- **EXERCISE DIRECTIONS**
Write out every one of the entries below line for line, keeping each character the same.

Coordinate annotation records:
-*-
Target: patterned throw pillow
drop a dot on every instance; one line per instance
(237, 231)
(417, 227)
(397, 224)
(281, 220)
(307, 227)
-*-
- **CORRECT RESULT**
Target: patterned throw pillow
drop a dot on every instance; one line per instance
(237, 231)
(417, 227)
(397, 224)
(281, 220)
(307, 227)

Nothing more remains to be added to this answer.